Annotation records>
|---|

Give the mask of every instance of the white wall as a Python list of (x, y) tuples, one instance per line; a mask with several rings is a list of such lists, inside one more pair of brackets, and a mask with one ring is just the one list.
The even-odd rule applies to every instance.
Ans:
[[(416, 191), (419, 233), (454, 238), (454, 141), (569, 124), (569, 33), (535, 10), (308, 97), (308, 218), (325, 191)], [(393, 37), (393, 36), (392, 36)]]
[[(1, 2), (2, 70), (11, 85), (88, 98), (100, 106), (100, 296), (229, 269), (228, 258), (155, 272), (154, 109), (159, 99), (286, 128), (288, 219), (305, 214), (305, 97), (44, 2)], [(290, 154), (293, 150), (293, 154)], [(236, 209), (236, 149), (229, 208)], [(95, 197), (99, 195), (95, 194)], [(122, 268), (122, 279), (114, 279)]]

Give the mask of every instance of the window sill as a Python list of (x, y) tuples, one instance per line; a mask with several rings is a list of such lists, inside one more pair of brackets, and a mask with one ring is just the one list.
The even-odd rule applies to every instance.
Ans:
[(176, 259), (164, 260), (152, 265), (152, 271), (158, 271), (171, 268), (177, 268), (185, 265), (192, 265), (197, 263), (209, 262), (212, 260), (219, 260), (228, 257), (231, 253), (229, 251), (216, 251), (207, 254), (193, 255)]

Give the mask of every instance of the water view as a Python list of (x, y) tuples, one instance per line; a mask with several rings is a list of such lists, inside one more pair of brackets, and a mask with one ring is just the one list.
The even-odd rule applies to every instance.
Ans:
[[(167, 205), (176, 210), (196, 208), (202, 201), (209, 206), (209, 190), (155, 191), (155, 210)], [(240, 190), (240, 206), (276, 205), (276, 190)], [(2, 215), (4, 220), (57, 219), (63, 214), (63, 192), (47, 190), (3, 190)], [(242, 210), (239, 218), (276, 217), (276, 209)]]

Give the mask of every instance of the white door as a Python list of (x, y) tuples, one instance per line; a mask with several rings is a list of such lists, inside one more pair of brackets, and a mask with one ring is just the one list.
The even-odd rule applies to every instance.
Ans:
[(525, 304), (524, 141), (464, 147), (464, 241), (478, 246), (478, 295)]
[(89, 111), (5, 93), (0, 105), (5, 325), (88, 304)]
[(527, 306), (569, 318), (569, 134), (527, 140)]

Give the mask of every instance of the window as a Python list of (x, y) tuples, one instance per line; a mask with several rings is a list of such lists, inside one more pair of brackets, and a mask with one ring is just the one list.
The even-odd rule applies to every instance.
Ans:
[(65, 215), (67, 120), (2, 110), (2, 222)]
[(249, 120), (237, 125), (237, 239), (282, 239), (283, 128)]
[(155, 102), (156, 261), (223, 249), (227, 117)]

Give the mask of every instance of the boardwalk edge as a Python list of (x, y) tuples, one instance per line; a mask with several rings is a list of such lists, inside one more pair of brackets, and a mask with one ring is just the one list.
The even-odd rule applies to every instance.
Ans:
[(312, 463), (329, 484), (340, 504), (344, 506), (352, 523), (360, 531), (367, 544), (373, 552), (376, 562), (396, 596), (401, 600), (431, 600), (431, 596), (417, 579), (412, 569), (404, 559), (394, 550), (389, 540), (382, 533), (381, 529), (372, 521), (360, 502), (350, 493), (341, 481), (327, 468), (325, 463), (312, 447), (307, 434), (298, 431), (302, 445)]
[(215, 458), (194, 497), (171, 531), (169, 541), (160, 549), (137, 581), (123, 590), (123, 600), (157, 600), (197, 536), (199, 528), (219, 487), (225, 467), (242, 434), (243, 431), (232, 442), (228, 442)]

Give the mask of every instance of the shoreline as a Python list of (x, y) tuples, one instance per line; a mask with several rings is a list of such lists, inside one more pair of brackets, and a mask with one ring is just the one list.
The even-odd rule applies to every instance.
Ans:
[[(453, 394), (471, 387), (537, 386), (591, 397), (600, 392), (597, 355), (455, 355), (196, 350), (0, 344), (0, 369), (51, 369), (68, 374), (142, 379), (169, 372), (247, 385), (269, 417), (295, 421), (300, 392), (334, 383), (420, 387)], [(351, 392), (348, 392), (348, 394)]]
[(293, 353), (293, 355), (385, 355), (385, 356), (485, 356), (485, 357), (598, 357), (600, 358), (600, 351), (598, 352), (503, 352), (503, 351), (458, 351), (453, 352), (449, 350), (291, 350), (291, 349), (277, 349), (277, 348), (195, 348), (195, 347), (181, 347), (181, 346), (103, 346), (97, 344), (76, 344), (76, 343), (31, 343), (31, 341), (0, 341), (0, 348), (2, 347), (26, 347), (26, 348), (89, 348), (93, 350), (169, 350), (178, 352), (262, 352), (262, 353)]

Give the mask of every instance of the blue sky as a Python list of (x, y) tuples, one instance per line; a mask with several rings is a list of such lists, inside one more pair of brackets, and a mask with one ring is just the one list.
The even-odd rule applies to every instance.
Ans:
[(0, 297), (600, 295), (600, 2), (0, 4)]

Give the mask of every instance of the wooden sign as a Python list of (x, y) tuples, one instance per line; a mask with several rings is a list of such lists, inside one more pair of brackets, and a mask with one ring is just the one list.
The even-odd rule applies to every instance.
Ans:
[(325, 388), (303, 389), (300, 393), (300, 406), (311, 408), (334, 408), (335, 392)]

|---|

Problem requirements> Copy out the data shown above without altering anything.

Complete response>
Give the mask of every instance of the white wall as a Python list of (x, y) tuples, one instance per line; a mask with several rings is a list of such lists, inside one more pair of brackets, and a mask with one ring is just the one list.
The even-odd rule applies to every instance.
Ans:
[[(416, 191), (419, 233), (454, 238), (454, 141), (569, 124), (569, 33), (535, 10), (308, 97), (308, 218), (325, 191)], [(393, 37), (393, 36), (392, 36)]]
[[(1, 2), (2, 70), (11, 85), (88, 98), (100, 106), (100, 296), (229, 269), (228, 258), (155, 272), (154, 109), (159, 99), (286, 128), (288, 219), (305, 214), (305, 97), (44, 2)], [(290, 154), (293, 150), (293, 154)], [(236, 209), (236, 149), (229, 208)], [(95, 197), (99, 195), (95, 194)], [(122, 268), (122, 279), (114, 279)]]

Give the mask of every instance of the window sill as a Python list of (x, y) tuples, one instance per line; a mask with several rings is a list of such lists, inside one more pair of brackets, and a mask with one ring is just the one list.
The even-odd rule applies to every instance.
Ans:
[(176, 259), (164, 260), (152, 265), (152, 271), (158, 271), (171, 268), (177, 268), (185, 265), (192, 265), (197, 263), (209, 262), (212, 260), (219, 260), (228, 257), (231, 253), (229, 251), (216, 251), (207, 254), (193, 255)]

Give the mask of every instance of the water view as a Python list of (x, y) tuples, one instance per line; a mask with several rings is a list of such lists, inside one more pair of brackets, and a mask with one ring is just the one list.
The even-odd rule applies to every instance.
Ans:
[[(167, 205), (176, 210), (196, 208), (202, 201), (209, 206), (209, 190), (155, 191), (155, 210)], [(240, 190), (240, 206), (276, 205), (276, 190)], [(2, 215), (4, 220), (57, 219), (63, 214), (63, 192), (47, 190), (3, 190)], [(242, 210), (239, 218), (276, 217), (276, 209)]]

Give the mask of every instance of the white door as a Python list of (x, y) tuples, one instance per line; a mask with several rings is a list of such lists, inside one more pair of brackets, and a mask with one ring is just the one list.
The even-odd rule applies to every instance.
Ans:
[(525, 304), (524, 141), (464, 147), (464, 241), (478, 246), (478, 295)]
[(89, 111), (5, 93), (0, 105), (5, 325), (88, 304)]
[(527, 306), (569, 318), (569, 134), (527, 140)]

Give the mask of every instance of the window as a Python list of (x, y) tuples, one instance per line; a mask with several rings is a list of such lists, inside one more pair of brackets, and a mask with one ring is just the one list.
The even-odd rule applies to every instance.
Ans:
[(65, 215), (67, 120), (2, 110), (2, 222)]
[(249, 120), (237, 125), (237, 239), (282, 239), (283, 128)]
[(155, 102), (156, 261), (223, 249), (227, 117)]

Give the mask of every instance of the boardwalk edge as a Python list of (x, y) tuples, one instance per line; a mask with several rings is a list of such lists, inside one more pair of brackets, and a mask with one ring is just the one list.
The even-odd rule applies to every instance.
Ans:
[(312, 463), (329, 484), (340, 504), (344, 506), (352, 523), (360, 531), (367, 544), (373, 552), (376, 562), (396, 596), (401, 600), (431, 600), (431, 596), (417, 579), (412, 569), (404, 559), (394, 550), (389, 540), (382, 533), (381, 529), (372, 521), (360, 502), (350, 493), (341, 481), (327, 468), (325, 463), (312, 447), (307, 434), (298, 431), (302, 445)]
[(215, 458), (194, 497), (171, 531), (169, 541), (160, 549), (137, 581), (123, 590), (123, 600), (157, 600), (197, 536), (199, 528), (219, 487), (225, 467), (242, 434), (243, 431), (232, 442), (228, 442)]

Give the mask of every instance of the shoreline as a Python list of (x, y) tuples, one instance per line; a mask with several rings is a list of such lists, inside one more pair of brackets, and a mask with one ring is just the one list.
The even-odd rule applies to every instance.
Ans:
[[(453, 394), (471, 387), (537, 386), (591, 397), (600, 392), (597, 355), (455, 355), (196, 350), (0, 344), (0, 369), (51, 369), (68, 374), (142, 379), (169, 372), (247, 385), (269, 417), (295, 421), (300, 392), (334, 383), (420, 387)], [(351, 392), (348, 392), (348, 394)]]
[(293, 353), (293, 355), (385, 355), (385, 356), (485, 356), (485, 357), (598, 357), (600, 358), (600, 351), (598, 352), (503, 352), (503, 351), (458, 351), (453, 352), (449, 350), (291, 350), (291, 349), (277, 349), (277, 348), (195, 348), (195, 347), (181, 347), (181, 346), (103, 346), (97, 344), (76, 344), (76, 343), (31, 343), (31, 341), (0, 341), (0, 348), (2, 347), (26, 347), (26, 348), (89, 348), (93, 350), (169, 350), (178, 352), (262, 352), (262, 353)]

Give the mask of every instance of the blue sky as a Python list of (x, y) tuples, one instance per line; a mask with several rings is a list of such lists, inside one more pair of brackets, and a mask with one ring is just the one list.
The even-odd rule applies to every instance.
Ans:
[(0, 297), (600, 295), (600, 2), (0, 4)]

Give the mask of every instance of the wooden sign as a Python list of (x, y) tuples, one instance per line; a mask with several rings is a list of such lists, inside one more pair of brackets, and a mask with one ring is just the one list.
The even-odd rule applies to every instance.
Ans:
[(325, 388), (303, 389), (300, 393), (300, 406), (311, 408), (334, 408), (335, 392)]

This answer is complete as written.